THE EXERCISE: Produce a verbatim transcription of the records below, beginning at the line containing "Mark every instance of the concrete" and ending at the final line; include only those lines.
═══
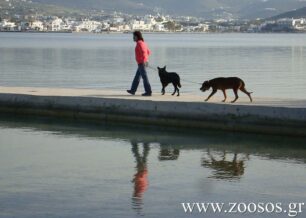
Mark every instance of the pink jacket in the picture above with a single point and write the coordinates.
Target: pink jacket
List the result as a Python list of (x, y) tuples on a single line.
[(142, 52)]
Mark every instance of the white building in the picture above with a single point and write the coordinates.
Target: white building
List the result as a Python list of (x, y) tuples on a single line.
[(6, 25), (88, 26), (57, 24), (37, 25), (141, 25)]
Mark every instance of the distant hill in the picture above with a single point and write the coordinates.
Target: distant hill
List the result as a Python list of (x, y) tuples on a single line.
[(298, 13), (248, 9), (17, 7)]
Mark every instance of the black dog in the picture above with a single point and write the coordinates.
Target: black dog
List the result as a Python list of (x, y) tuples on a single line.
[(222, 83), (166, 78)]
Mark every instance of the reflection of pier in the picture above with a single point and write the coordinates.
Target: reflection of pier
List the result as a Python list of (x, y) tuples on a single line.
[(225, 167), (140, 179)]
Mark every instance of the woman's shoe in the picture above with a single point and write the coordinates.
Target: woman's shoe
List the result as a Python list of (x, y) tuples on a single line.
[(146, 94), (130, 92)]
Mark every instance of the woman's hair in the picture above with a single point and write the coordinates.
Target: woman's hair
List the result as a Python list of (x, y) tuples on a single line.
[(138, 35)]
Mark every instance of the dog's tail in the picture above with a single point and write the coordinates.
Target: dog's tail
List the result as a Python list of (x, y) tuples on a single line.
[(179, 84)]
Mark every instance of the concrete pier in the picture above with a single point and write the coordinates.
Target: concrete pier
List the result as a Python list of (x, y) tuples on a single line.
[(269, 116)]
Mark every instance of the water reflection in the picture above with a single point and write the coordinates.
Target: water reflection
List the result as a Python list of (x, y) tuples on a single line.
[(110, 163), (168, 153), (225, 165), (140, 179)]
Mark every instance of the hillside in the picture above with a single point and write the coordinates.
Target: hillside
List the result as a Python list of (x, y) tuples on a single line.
[(298, 13), (203, 8), (17, 7)]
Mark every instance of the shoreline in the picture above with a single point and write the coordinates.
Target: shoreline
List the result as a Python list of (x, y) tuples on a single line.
[(264, 116)]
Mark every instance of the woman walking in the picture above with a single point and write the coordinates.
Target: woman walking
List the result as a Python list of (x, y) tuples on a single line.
[(142, 53)]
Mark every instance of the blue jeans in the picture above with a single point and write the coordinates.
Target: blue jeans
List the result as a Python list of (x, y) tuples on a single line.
[(141, 72)]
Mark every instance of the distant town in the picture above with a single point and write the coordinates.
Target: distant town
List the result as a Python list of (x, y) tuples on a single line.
[(102, 22)]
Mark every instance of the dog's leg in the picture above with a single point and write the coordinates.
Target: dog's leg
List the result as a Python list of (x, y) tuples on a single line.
[(224, 93), (246, 92), (211, 94), (174, 89), (236, 95)]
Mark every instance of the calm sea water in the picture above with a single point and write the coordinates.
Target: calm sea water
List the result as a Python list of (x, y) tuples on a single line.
[(272, 65), (61, 169)]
═══
FINAL RESULT:
Mark every instance of the concrete pier in the picture above with a single point and write the coordinates.
Target: concrete pier
List the result as a Python list of (x, y) tuples on a single line.
[(269, 116)]
Mark every instance of the water reflection in the picture above with a single point and write the coordinates.
Target: water reflection
List the result as a Python list of (x, y) tuples on a single line.
[(110, 163), (168, 153), (225, 165), (140, 179)]
Mark every instance of the hillside in the picture above with a single point and write the coordinates.
Target: hillside
List the result as a Python list of (x, y) tuples on a single line.
[(298, 13), (203, 8), (17, 7)]
Mark every instance of the shoreline in the picture above with a single point and write the coordinates.
Target: shoreline
List the result as a Python list of (x, y) tuples on a single line.
[(264, 116)]
Mark every instance of the woman walking in the picture above with a single point and write the coordinates.
Target: woman walking
List the result as a Python list of (x, y) tuples on a single line.
[(142, 53)]
Mark every instance of the blue jeans in the picture above with a single point and write the coordinates.
Target: blue jeans
List the result as a Python list of (x, y) tuples on a single line.
[(141, 72)]
Mark every instance of the distant town in the picture above with a single point and write the coordinates.
Target: distant town
List the result as a Python list of (x, y) tuples on a single line.
[(102, 22)]
Mark every instance of the dog's leg in the picture above with a single point and write the coordinates.
Target: dog's leg
List the result as a Python list of (x, y) tuples on a single line.
[(224, 93), (246, 92), (211, 94), (174, 89), (236, 95)]
Mark every instance of the calm sea water in the picture above with a single point and write the coordinates.
Target: calm sea water
List the result as a Python list of (x, y) tuples on a single line.
[(272, 65), (61, 169)]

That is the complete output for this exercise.